__Task to complete__
Once the pictures are set aside, output all the records exactly.

(Given records begins)

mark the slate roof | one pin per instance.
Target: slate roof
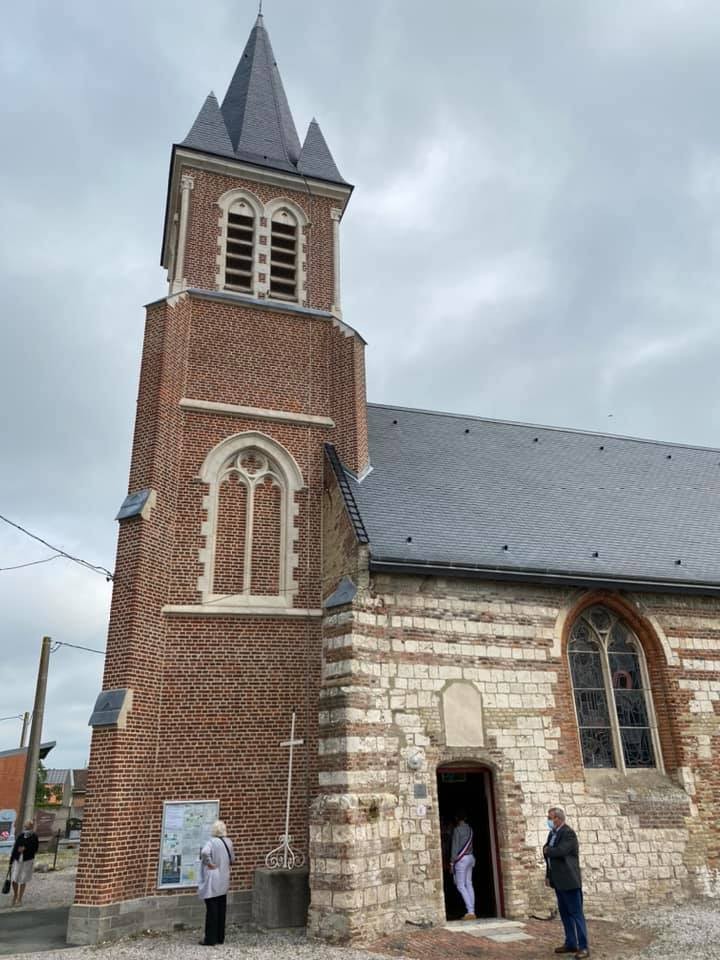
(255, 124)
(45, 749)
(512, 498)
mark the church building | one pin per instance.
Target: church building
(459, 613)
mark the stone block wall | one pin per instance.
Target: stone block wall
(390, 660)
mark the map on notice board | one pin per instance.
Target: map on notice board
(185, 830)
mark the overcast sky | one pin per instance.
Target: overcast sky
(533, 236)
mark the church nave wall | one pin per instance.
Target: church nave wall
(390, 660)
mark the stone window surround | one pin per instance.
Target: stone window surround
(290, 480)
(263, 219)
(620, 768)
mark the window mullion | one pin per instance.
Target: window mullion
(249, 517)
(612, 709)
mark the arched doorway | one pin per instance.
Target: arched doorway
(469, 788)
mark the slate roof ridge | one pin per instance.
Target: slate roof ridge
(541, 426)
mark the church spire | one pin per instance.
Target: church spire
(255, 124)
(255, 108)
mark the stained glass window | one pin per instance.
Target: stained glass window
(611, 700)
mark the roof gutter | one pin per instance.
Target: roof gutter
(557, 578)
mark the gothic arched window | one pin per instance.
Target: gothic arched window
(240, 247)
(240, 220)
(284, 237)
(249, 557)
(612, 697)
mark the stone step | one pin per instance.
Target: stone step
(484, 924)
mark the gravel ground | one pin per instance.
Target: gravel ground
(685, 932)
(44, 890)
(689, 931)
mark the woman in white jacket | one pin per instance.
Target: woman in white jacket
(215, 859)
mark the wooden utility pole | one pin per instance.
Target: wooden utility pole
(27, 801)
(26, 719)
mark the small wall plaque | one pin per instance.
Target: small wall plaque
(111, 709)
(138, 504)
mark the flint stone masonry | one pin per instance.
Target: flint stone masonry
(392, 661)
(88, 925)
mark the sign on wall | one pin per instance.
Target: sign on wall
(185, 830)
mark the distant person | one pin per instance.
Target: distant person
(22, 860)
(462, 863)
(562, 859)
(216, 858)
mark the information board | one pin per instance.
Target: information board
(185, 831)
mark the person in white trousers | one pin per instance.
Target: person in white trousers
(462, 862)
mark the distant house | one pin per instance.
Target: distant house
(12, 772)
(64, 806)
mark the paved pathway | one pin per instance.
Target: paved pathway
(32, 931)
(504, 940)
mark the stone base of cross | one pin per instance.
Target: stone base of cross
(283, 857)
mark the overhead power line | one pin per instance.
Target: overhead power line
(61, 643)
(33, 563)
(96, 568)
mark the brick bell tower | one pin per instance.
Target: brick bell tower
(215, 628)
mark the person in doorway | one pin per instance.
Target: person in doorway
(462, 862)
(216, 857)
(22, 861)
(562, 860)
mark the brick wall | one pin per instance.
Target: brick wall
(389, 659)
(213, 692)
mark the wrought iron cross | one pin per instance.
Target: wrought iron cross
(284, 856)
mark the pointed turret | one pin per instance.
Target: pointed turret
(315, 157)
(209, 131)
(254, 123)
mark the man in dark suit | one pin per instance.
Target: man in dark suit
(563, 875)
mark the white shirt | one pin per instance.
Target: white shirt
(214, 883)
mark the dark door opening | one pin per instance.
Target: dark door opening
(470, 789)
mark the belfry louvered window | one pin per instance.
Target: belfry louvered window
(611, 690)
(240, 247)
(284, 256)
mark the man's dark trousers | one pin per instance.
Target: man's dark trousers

(Given records ends)

__Problem solution__
mark the slate roof | one pin per instance.
Target: slate roof
(255, 124)
(45, 749)
(512, 498)
mark the church building | one pin per instance.
Target: church building
(459, 613)
mark the stone block wall | one pin per instance.
Target: stone block wall
(390, 660)
mark the map on notice board | one pin per instance.
Target: map on notice board
(185, 830)
mark the overcast sky | one pin per instance.
Target: overcast sky
(533, 236)
mark the church nave wall | one pin per instance.
Target: church nave wall
(390, 660)
mark the stone window surround | one pin per instance.
Target: stone window surround
(290, 480)
(263, 219)
(620, 768)
mark the window mullion | one pin per instance.
Target: window mullion
(249, 517)
(612, 709)
mark the arched doorway | one pin per instance.
Target: arched doorway
(469, 788)
mark the slate roof ridge | one pin per instance.
Target: slate roof ridge
(541, 426)
mark the church spire | one pin per instance.
Target: church spire
(255, 124)
(255, 108)
mark the stained glass window | one pin per instance.
Target: stained glass window
(611, 700)
mark the roof gutter | one pin per instance.
Target: roof gutter
(557, 578)
mark the gothic arched window | one pin per instance.
Target: gothic arched window
(240, 247)
(240, 220)
(284, 237)
(249, 557)
(612, 697)
mark the stone step | one pin per instance.
Target: stone step
(484, 924)
mark the gravel ground | one pin per instance.
Target: gravel ground
(685, 932)
(44, 890)
(689, 931)
mark the woman in white jacket | one pin per instance.
Target: woman in white jacket
(215, 859)
mark the wooden utility pole | one pin per instance.
Target: wooden utility pole
(27, 801)
(26, 719)
mark the small wall plaque | one pin per instance.
Target: small wall plaque
(111, 709)
(138, 504)
mark the flint stone masonry | one pin per instance.
Target: flint stone masonry
(392, 661)
(88, 925)
mark the sign on wall | one pin per instance.
Target: sign on wall
(185, 830)
mark the distant person | one pin per instance.
Target: distant person
(22, 860)
(462, 863)
(562, 859)
(216, 858)
mark the information board | one pin per instance.
Target: information board
(185, 831)
mark the person in white trousers | one pin per instance.
Target: person in white trousers
(462, 862)
mark the distant house | one pin per instance.
Target: distant house
(12, 772)
(64, 806)
mark the paved pathway | one pin per instance.
Target: paved pathway
(32, 931)
(504, 940)
mark the stone base of cross | one pin per instance.
Target: stone base of cross
(283, 857)
mark the overhead power line | one pin per instance.
Target: overhead power line
(61, 643)
(33, 563)
(96, 568)
mark the brick bell tower | one pin per instance.
Target: brick bell tower
(215, 628)
mark the person in doorway | one pin per instance.
Target: person in doorway
(462, 862)
(216, 857)
(22, 861)
(562, 860)
mark the brick wall | one pin per instance.
Target: brick wall
(389, 659)
(213, 692)
mark the wrought iron cross | one pin per instance.
Target: wrought iron cross
(284, 856)
mark the pointed turret | one pin per instance.
Target: pointed turret
(315, 157)
(209, 131)
(254, 123)
mark the man in dark suit | one pin per instance.
Target: man in dark suit
(563, 875)
mark the white shirt | one pin per instance.
Target: white shirt
(214, 883)
mark the dark door opening | one pin per instance.
Target: dark door opening
(470, 789)
mark the belfry louvered window | one pin per instance.
Target: belfry louvered window
(611, 690)
(240, 247)
(284, 256)
mark the man's dark trousers | one pin per instance.
Target: man's dark trousers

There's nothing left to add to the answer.